Alcohol addiction treatment

Alcohol use disorder
Alcoholism

Alcohol addiction treatment is a distinct treatment from alcohol abuse counseling. Although the new term Alcohol Use Disorder is used for both , I prefer alcoholism or alcohol addiction for clarity’s sake. I really don’t see AUD catching on in alcohol addiction treatment programs. Alcoholics certainly have a use disorder, but I haven’t seen this disorder fixed so that the person can “use” alcohol normally.  We think of a disorder as something we try to correct. When we accept alcoholism as a chronic brain disease we seek solutions that achieve abstinence. Use disorder implies that something should be done to fix the disorder so that a person can use alcohol correctly, if they choose to do so. I never see this happen with alcoholics, even after they’ve gone through counseling to “treat” the disorder. I only see alcoholics try in vain, over and over, to drink successfully with the consequences getting worse as time goes on.

[Region pointing data]

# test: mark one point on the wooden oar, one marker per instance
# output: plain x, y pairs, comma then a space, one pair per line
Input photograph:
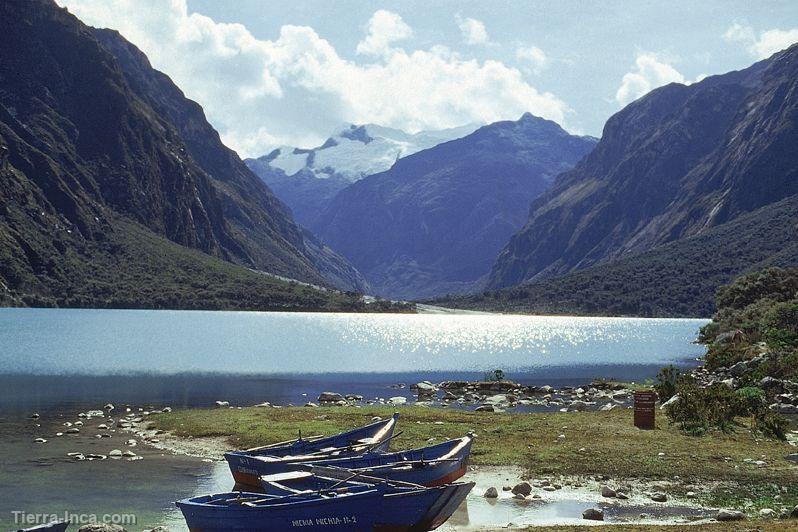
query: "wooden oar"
408, 462
353, 446
287, 442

#### [ASSIGNMENT]
Can you resume the passage on alcohol addiction treatment from the point where it stops? The items have no connection to the passage on alcohol addiction treatment.

#### [WRITTEN ANSWER]
The “use disorder” is a symptomatic problem. The fundamental problem is alcoholism. Alcoholics have a use disorder because when they drink they lose control over a period of time. It’s an alcohol addiction problem that causes the use disorder, so I wonder why psychiatrists shied away from the term alcoholism? As I understand it, the change is to include alcohol abuse, but why include abuse in with dependence. There should be separate terms used for Alcohol abuse and alcoholism. Alcohol abuse, or misuse, can be correctly labeled a use disorder, and if a person is abusing alcohol to get through a bad divorce or a death in the family or a job loss, then, yes, the use disorder should be addressed, and the person can learn to use alcohol appropriately, if they so choose, not to drown out painful situations.

Alcoholism, on the other hand, is not situational and is not primarily a use disorder — it’s a chronic condition that causes use disorder among many other complications. The distinction, to my way of thinking, is important, because, if we blur the line between alcohol abuse and alcoholism, it might give the impression that both disorders are simply a difference of degree — they are differences of kind.